What is needed: Reproduce the passage on Mattrick's career exactly, from "In October 2010, Mattrick" up to and including "brilliant technology visionaries.".

Text segment:
════════════════════

Mattrick is also largely credited for his work in developing Kinect for Xbox 360. Mattrick unveiled Kinect under the code-name of "Project Natal" at E3 2009 on stage with Steven Spielberg.

In October 2010, Mattrick was promoted to president of the Interactive Entertainment Business, overseeing a range of consumer businesses including Xbox 360, Xbox LIVE, Kinect, Music, and Video, as well as PC and mobile interactive entertainment.

In August 2011, Fortune magazine named Mattrick one of the "Smartest People in Tech 2011", and cited his role in developing and releasing Kinect. In May 2012, Mattrick was named one of CNN Money's top 10 brilliant technology visionaries.

On May 21, 2013, Mattrick unveiled the new Xbox One, the successor to the Xbox 360, an all-in-one entertainment system. He later dismissed criticisms of the system's "always on" internet connection by saying "We have a product for people who aren't able to get some form of connectivity; it's called Xbox 360."

Mattrick left Microsoft on July 1, 2013, to join Zynga as CEO and would eventually be replaced by Phil Spencer as Head of Xbox in 2014.

In Power On: The Story of Xbox, a web series documentary on Xbox released in December 2021, Mattrick commented on the Xbox One's controversial and unpopular launch strategy, admitting that the Xbox One reveal event was too focused on TV features and that he and his team "could have done a better job of reassuring people that we were committed to excellence in gaming."

===Zynga===
On July 1, 2013, it was confirmed that Mattrick was leaving Microsoft to join social game company Zynga as CEO. Wall Street investors thought positively of Mattrick's appointment and Zynga's shares greatly rose the day the news was made public. On his first quarterly financial earnings call with Zynga, on July 25, 2013, Mattrick predicted volatility for the company over the coming 6 months to one year, stating a need to "get back to basics" and "take a longer term view on our products and business."

════════════════════

Input data:
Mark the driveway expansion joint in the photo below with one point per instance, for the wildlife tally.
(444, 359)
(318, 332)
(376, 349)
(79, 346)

════════════════════

Exercise answer:
In October 2010, Mattrick was promoted to president of the Interactive Entertainment Business, overseeing a range of consumer businesses including Xbox 360, Xbox LIVE, Kinect, Music, and Video, as well as PC and mobile interactive entertainment.

In August 2011, Fortune magazine named Mattrick one of the "Smartest People in Tech 2011", and cited his role in developing and releasing Kinect. In May 2012, Mattrick was named one of CNN Money's top 10 brilliant technology visionaries.